(Detection annotation records)
____________
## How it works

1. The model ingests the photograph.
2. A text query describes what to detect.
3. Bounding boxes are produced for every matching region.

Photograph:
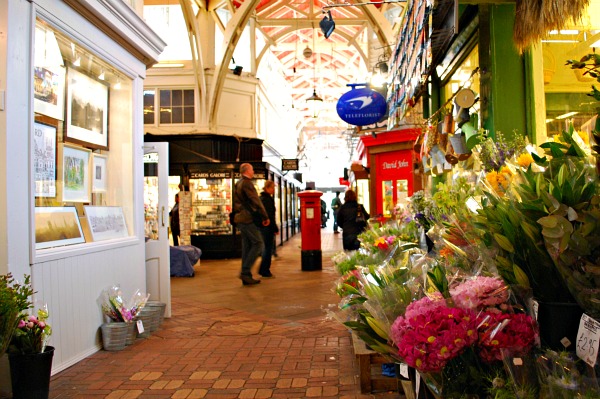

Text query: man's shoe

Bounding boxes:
[240,276,260,285]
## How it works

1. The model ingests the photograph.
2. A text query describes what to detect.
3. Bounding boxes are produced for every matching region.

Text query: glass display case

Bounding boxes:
[190,171,233,235]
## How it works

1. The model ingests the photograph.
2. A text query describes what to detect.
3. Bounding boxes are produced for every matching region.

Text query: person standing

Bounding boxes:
[337,190,369,251]
[169,194,181,247]
[233,163,270,285]
[321,199,327,228]
[331,191,342,234]
[258,180,279,278]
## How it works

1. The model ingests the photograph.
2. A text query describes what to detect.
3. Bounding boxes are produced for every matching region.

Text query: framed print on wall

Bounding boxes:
[83,206,129,241]
[35,206,85,249]
[65,68,108,150]
[33,66,65,121]
[92,154,107,193]
[62,144,91,202]
[33,122,56,198]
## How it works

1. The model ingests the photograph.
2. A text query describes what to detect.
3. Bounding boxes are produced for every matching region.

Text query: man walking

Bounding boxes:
[233,163,270,285]
[331,191,342,234]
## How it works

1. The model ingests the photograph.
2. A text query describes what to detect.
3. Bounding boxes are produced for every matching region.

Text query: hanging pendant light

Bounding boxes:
[306,29,323,118]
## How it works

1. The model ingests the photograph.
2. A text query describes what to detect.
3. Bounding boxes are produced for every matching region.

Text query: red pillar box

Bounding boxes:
[298,190,323,271]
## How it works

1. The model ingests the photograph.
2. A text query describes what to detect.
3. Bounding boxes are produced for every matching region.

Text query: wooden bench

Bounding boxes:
[352,334,398,393]
[351,334,415,399]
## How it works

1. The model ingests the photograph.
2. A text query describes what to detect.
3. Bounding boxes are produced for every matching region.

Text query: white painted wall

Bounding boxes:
[0,0,164,373]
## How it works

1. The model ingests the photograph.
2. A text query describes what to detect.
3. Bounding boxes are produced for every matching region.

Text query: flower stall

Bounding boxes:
[329,127,600,399]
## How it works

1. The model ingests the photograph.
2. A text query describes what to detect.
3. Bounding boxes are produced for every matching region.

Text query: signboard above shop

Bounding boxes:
[281,159,298,171]
[336,83,387,126]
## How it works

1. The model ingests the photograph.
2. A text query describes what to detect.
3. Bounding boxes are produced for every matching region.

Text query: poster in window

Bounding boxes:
[62,145,90,202]
[33,122,56,198]
[65,68,108,150]
[35,206,85,249]
[83,206,129,241]
[33,66,65,121]
[92,154,107,193]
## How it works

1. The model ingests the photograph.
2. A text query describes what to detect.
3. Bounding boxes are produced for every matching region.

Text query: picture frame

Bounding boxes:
[91,154,108,193]
[33,66,65,121]
[35,206,85,249]
[33,21,66,121]
[83,205,129,241]
[33,122,56,198]
[64,68,108,150]
[62,144,91,202]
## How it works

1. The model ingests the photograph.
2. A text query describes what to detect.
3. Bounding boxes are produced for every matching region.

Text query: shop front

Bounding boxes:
[358,129,422,218]
[0,0,166,376]
[146,134,301,259]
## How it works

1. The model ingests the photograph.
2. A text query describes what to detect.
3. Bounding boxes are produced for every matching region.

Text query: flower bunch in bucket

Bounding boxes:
[390,262,537,399]
[99,285,150,323]
[0,273,33,357]
[8,305,52,355]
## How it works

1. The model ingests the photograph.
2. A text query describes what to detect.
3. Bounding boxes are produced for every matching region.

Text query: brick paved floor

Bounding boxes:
[45,227,403,399]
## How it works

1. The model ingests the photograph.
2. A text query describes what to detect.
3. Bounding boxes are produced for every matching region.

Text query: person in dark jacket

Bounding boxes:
[233,163,270,285]
[337,190,369,251]
[258,180,279,278]
[169,194,180,247]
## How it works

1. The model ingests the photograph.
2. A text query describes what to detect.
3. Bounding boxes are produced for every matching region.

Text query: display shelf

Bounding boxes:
[190,177,233,235]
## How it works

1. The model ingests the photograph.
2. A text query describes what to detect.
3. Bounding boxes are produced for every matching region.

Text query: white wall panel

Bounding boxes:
[31,244,146,374]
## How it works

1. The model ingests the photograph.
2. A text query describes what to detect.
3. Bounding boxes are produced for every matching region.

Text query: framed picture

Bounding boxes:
[62,144,91,202]
[33,66,65,121]
[33,122,56,198]
[33,21,66,121]
[83,206,129,241]
[92,154,107,193]
[65,68,108,150]
[35,206,85,249]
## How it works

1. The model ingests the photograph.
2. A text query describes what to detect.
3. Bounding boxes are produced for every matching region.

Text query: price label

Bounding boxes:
[576,313,600,367]
[400,363,409,380]
[137,320,144,334]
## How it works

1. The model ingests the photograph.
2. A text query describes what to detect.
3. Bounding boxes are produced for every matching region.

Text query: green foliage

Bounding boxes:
[0,273,33,356]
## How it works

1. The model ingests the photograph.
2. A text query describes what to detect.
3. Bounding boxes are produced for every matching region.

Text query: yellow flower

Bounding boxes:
[577,130,590,145]
[517,152,533,169]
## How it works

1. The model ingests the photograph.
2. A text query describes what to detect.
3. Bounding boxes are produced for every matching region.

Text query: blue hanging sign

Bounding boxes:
[336,83,387,126]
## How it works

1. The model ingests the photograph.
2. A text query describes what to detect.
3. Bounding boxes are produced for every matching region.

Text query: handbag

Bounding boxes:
[355,204,367,225]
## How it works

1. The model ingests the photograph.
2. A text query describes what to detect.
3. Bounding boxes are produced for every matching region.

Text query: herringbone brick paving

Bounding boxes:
[50,227,403,399]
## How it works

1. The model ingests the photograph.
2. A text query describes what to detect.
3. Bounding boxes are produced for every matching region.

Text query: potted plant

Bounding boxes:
[0,273,33,357]
[7,278,54,399]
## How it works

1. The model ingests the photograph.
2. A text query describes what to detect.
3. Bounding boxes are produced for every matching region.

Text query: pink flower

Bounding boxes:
[391,298,477,372]
[450,276,509,310]
[478,312,537,362]
[374,237,390,250]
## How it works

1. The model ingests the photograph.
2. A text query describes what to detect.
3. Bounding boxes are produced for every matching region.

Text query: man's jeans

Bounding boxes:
[237,223,264,277]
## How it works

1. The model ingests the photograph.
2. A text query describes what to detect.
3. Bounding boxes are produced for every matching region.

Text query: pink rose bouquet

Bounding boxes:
[8,306,52,355]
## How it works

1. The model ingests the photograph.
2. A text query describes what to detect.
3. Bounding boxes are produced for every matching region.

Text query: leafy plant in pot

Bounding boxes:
[464,133,593,350]
[7,279,54,399]
[0,273,33,357]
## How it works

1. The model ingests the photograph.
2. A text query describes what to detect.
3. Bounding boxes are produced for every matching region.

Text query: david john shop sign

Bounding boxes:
[381,159,408,170]
[336,83,387,126]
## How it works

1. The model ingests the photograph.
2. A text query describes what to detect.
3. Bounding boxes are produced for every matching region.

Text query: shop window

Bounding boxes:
[542,5,600,142]
[144,90,156,125]
[158,89,195,125]
[31,19,134,253]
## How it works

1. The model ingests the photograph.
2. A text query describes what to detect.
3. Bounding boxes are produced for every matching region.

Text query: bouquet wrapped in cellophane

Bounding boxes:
[328,224,422,359]
[98,285,150,323]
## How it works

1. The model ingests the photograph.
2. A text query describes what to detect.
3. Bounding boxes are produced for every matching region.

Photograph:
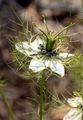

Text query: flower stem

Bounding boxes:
[39,72,46,120]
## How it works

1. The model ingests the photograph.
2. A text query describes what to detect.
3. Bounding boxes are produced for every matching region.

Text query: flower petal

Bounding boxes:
[16,42,37,56]
[63,108,82,120]
[67,97,83,107]
[30,38,43,52]
[49,60,65,77]
[59,53,73,58]
[29,58,45,72]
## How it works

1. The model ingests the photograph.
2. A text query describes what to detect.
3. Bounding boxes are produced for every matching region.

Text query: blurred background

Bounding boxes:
[0,0,83,120]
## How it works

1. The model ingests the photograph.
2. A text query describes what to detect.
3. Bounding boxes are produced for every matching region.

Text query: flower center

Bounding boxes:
[39,44,58,57]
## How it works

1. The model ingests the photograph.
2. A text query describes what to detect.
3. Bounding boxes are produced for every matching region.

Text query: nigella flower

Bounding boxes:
[16,38,72,77]
[63,97,83,120]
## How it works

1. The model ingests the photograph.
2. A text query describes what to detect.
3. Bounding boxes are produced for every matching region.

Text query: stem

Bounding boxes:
[0,86,16,120]
[39,71,46,120]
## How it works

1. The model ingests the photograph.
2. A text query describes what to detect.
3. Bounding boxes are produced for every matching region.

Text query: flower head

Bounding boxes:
[16,38,72,77]
[63,97,83,120]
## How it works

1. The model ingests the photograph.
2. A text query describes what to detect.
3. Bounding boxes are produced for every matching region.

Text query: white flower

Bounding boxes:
[16,39,72,77]
[63,97,83,120]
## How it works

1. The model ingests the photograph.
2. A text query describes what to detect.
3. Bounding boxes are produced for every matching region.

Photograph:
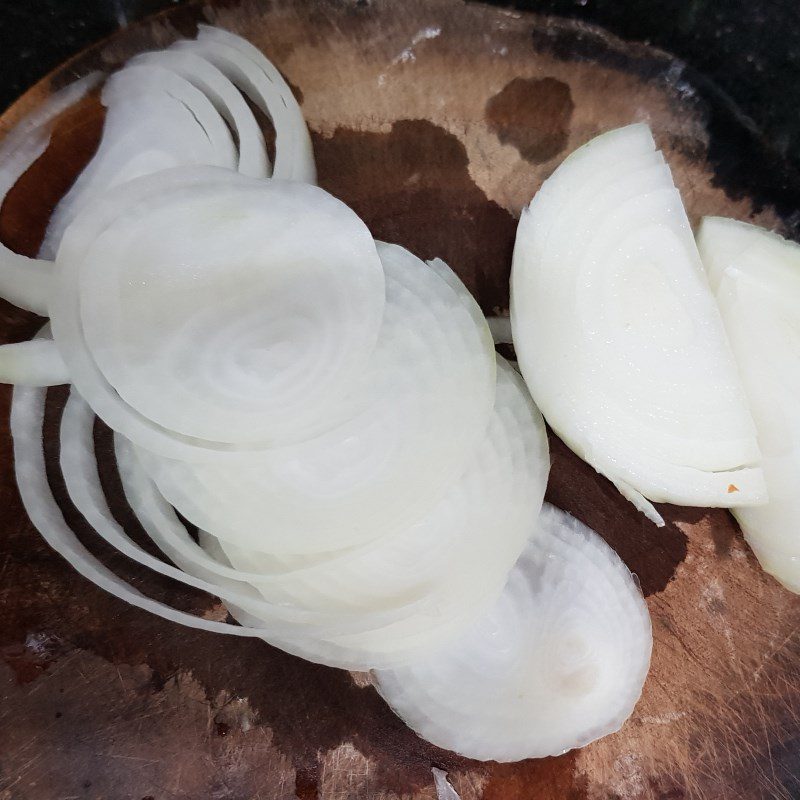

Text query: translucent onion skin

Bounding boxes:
[511,125,766,520]
[375,504,652,761]
[0,339,70,386]
[0,72,103,316]
[697,217,800,593]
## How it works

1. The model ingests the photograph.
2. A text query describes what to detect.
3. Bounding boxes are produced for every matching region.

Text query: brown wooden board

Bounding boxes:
[0,0,800,800]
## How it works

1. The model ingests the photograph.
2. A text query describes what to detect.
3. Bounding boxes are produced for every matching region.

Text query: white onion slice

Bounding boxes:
[697,217,800,592]
[60,390,368,635]
[376,504,652,761]
[0,72,103,316]
[142,243,495,554]
[130,48,272,178]
[51,167,384,459]
[115,436,496,670]
[192,25,317,183]
[11,386,268,637]
[511,125,766,519]
[206,361,550,620]
[40,62,241,258]
[0,339,69,386]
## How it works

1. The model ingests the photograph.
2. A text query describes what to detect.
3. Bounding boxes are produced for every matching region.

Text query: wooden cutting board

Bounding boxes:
[0,0,800,800]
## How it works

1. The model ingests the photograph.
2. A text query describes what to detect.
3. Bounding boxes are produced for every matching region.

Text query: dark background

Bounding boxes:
[0,0,800,178]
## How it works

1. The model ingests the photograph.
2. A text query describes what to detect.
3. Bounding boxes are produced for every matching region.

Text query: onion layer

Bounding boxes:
[142,244,495,554]
[40,62,236,258]
[0,72,102,316]
[375,505,652,761]
[51,167,384,459]
[511,125,766,516]
[697,217,800,592]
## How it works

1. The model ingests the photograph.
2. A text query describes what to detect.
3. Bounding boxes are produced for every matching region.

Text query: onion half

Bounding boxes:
[511,125,766,516]
[697,217,800,593]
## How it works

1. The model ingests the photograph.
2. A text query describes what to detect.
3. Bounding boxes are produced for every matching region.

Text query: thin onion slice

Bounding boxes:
[51,167,384,459]
[202,361,550,620]
[697,217,800,592]
[511,125,766,519]
[11,386,261,637]
[375,504,652,761]
[141,243,495,554]
[130,48,272,178]
[0,72,103,316]
[40,62,237,258]
[0,339,69,386]
[191,25,317,183]
[60,390,378,636]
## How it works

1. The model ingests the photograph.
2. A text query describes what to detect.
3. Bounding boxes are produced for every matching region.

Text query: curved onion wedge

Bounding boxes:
[40,63,237,258]
[142,243,495,554]
[0,72,103,316]
[0,339,69,386]
[376,504,652,761]
[511,125,766,518]
[51,167,384,459]
[697,217,800,592]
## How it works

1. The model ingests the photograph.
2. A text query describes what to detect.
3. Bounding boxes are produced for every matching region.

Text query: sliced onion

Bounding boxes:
[11,386,261,636]
[130,48,272,178]
[51,167,384,459]
[202,362,550,620]
[203,363,549,668]
[511,125,766,516]
[41,63,237,258]
[142,244,495,554]
[191,25,317,183]
[0,72,103,316]
[0,339,69,386]
[697,217,800,592]
[376,505,652,761]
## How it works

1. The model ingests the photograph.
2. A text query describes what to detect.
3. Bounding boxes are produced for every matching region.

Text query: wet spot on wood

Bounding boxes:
[546,432,688,597]
[313,120,517,313]
[486,78,575,164]
[482,751,587,800]
[0,91,105,256]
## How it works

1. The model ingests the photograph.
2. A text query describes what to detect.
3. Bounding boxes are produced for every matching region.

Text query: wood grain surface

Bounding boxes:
[0,0,800,800]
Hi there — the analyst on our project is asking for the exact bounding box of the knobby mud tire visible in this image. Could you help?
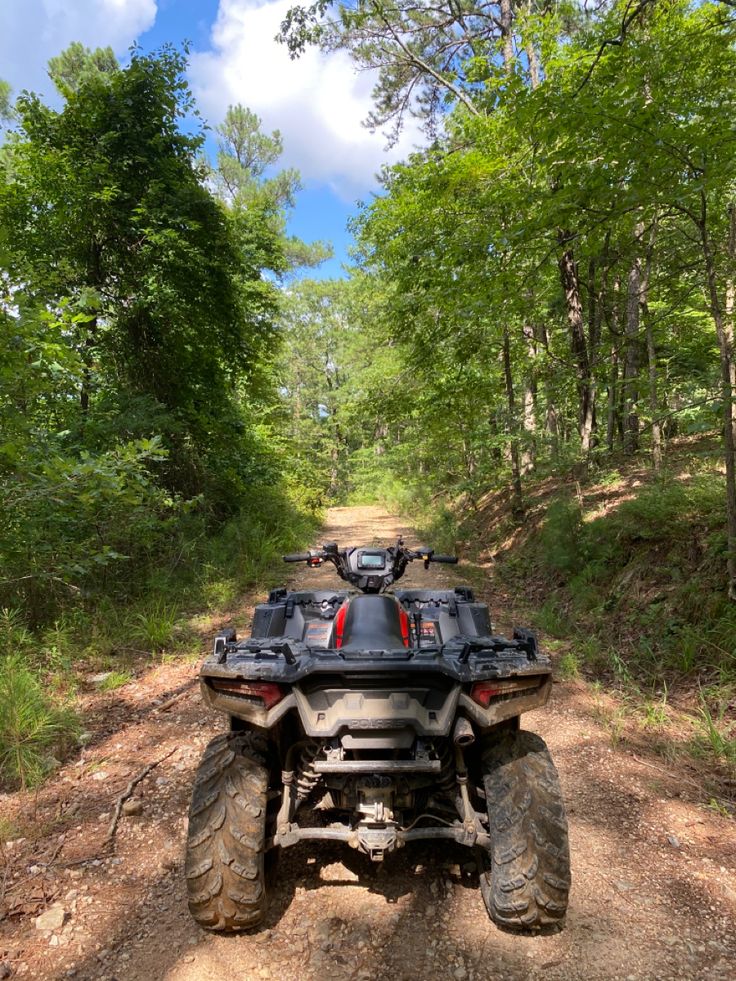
____________
Count the lines in the records that contain the string "pink", and give only the number.

2